Исходный текст:
▶

В сентябре 1922 года Григорий Козинцев и Леонид Трауберг открывают в Петрограде «Фабрику эксцентрического актера» (ФЭКС) «электрификацией Гоголя»,  иными словами, отчужденной и актуализированной — с помощью коллажа из элементов цирка, варьете и гиньоля, фейерверка, танца и рекламы — постановкой классической репертуарной комедии Гоголя «Женитьба». В России американизированной звезде мюзик-холла предлагают себя «электрический», «радиоактивный» и «паровой» женихи. Выбор в конце концов падает на человека, который словно сошел с экрана одного из чаплиновских фильмов[12].

◀

Задание 1: Обновите строки листинга, начиная с самого его начала и заканчивая строкой с «pixel 445 220» включительно: замените «garage door» на «front door», а всё остальное оставьте без изменений. Изображения в ответ не включайте.
Исходный текст и листинг взяты из разных источников.

Фрагмент данных:

▶

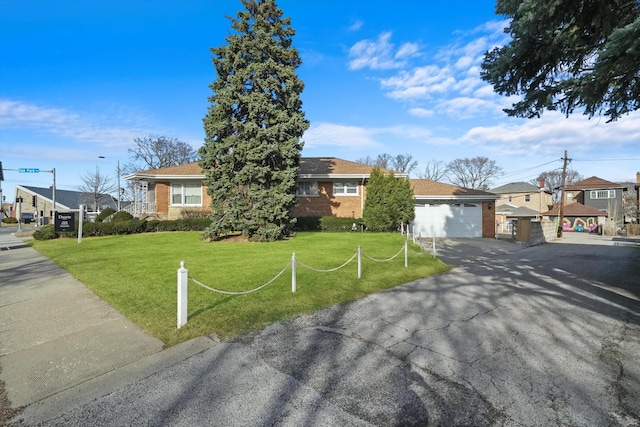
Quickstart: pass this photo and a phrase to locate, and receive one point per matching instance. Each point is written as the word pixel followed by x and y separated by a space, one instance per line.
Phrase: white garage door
pixel 445 220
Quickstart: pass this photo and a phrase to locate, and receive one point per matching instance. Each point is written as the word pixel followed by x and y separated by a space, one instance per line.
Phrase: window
pixel 307 188
pixel 603 194
pixel 186 194
pixel 345 189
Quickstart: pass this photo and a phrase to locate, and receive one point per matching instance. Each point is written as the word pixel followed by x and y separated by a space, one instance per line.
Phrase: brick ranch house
pixel 330 186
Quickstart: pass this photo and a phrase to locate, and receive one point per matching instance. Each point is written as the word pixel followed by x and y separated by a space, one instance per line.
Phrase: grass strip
pixel 136 274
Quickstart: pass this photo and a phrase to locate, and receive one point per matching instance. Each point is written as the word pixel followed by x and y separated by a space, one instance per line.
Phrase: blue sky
pixel 82 79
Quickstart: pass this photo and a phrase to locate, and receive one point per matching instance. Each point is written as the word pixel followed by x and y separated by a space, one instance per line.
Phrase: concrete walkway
pixel 56 334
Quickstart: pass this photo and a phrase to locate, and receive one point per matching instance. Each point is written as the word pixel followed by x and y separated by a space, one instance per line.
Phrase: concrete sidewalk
pixel 56 334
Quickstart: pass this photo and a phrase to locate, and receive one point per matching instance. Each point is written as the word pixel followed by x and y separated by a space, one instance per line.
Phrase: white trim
pixel 182 194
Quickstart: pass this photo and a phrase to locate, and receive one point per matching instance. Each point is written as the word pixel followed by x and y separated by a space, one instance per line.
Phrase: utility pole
pixel 561 210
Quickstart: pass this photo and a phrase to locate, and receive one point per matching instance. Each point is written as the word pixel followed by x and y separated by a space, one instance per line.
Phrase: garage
pixel 448 220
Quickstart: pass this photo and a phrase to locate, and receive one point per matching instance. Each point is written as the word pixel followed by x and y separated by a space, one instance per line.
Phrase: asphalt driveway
pixel 541 336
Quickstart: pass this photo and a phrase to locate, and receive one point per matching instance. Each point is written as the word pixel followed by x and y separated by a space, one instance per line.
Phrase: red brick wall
pixel 326 204
pixel 488 219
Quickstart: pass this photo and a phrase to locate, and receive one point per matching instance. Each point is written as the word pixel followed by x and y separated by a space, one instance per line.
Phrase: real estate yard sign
pixel 65 221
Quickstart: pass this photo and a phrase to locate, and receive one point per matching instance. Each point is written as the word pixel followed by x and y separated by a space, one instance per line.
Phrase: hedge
pixel 132 226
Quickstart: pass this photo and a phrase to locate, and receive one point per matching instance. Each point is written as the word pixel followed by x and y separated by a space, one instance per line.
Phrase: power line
pixel 530 168
pixel 606 160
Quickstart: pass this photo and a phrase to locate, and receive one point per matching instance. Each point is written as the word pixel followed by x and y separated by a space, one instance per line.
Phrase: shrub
pixel 330 223
pixel 307 223
pixel 121 216
pixel 45 233
pixel 195 213
pixel 183 224
pixel 105 214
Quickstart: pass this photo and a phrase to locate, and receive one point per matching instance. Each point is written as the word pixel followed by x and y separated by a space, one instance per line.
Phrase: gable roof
pixel 575 209
pixel 66 198
pixel 333 166
pixel 516 211
pixel 191 170
pixel 516 187
pixel 593 183
pixel 426 188
pixel 310 167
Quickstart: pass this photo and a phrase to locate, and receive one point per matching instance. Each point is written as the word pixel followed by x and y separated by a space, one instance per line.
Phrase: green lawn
pixel 137 274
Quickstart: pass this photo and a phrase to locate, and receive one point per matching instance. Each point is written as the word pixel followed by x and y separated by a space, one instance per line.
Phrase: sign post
pixel 65 222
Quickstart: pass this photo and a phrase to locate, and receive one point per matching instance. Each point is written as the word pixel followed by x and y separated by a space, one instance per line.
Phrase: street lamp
pixel 119 193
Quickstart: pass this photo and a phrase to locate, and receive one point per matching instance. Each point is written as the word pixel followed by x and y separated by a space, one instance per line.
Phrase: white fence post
pixel 293 273
pixel 80 218
pixel 406 254
pixel 183 278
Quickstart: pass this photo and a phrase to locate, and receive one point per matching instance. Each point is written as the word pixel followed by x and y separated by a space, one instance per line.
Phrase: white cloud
pixel 421 112
pixel 553 133
pixel 113 127
pixel 329 134
pixel 466 107
pixel 448 82
pixel 420 83
pixel 379 54
pixel 356 26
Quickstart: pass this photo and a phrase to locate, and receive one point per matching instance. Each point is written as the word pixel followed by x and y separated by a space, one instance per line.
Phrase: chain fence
pixel 184 278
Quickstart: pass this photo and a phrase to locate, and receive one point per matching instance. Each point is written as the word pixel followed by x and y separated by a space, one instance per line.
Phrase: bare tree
pixel 476 173
pixel 155 152
pixel 404 163
pixel 369 161
pixel 553 181
pixel 435 170
pixel 96 188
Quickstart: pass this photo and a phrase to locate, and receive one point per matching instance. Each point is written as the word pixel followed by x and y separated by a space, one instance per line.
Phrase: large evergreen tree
pixel 254 126
pixel 568 54
pixel 389 203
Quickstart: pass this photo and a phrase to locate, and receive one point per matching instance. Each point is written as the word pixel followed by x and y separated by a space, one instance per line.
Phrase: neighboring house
pixel 330 186
pixel 507 215
pixel 520 200
pixel 599 194
pixel 43 199
pixel 445 210
pixel 578 217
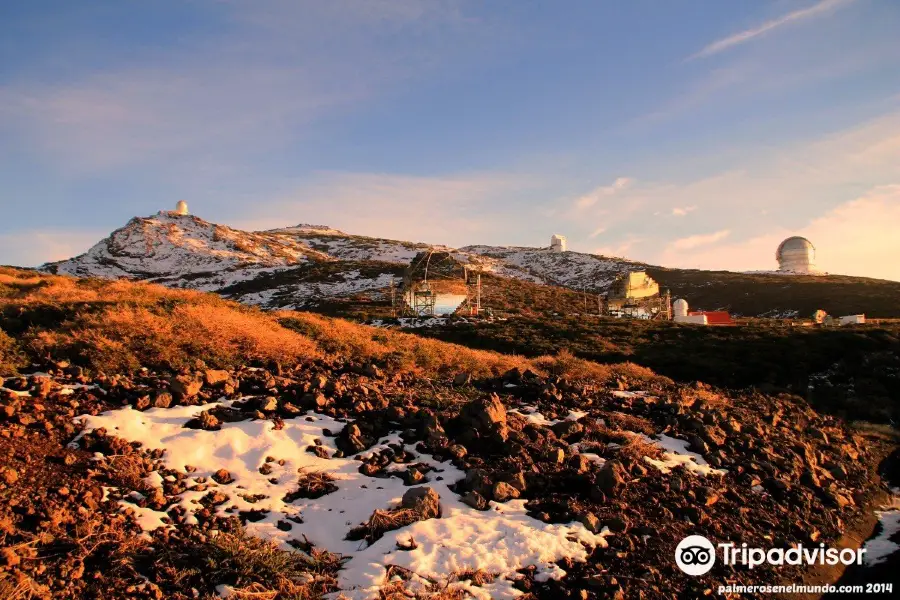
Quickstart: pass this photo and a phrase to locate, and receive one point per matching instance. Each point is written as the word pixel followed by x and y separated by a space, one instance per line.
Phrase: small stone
pixel 9 557
pixel 503 491
pixel 423 500
pixel 475 500
pixel 215 378
pixel 591 522
pixel 268 404
pixel 222 476
pixel 10 476
pixel 162 399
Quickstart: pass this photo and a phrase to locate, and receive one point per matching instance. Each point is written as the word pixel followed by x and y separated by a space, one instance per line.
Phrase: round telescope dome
pixel 796 254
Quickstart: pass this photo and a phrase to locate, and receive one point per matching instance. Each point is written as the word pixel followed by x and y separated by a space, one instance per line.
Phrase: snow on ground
pixel 299 294
pixel 531 414
pixel 366 249
pixel 571 269
pixel 501 540
pixel 416 323
pixel 676 453
pixel 167 245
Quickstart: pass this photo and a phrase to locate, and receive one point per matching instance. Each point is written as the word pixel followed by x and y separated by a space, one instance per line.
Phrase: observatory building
pixel 558 243
pixel 796 255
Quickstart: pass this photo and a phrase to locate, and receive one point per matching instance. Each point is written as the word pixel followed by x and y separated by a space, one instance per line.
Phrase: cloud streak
pixel 696 241
pixel 823 7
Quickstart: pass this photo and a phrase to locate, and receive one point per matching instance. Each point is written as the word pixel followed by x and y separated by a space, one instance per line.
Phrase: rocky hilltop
pixel 146 431
pixel 306 265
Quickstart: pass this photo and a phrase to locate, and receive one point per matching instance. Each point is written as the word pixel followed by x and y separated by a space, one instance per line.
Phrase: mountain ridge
pixel 291 267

◀

Задание 2: Переведите на английский предложение из исходного текста: «В России американизированной звезде мюзик-холла предлагают себя «электрический», «радиоактивный» и «паровой» женихи».

Решение задания 1:
Quickstart: pass this photo and a phrase to locate, and receive one point per matching instance. Each point is written as the word pixel followed by x and y separated by a space, one instance per line.
Phrase: white front door
pixel 445 220

Решение задания 2: In Russia, "electric," "radioactive," and "steam" suitors offer themselves to an Americanized music-hall star.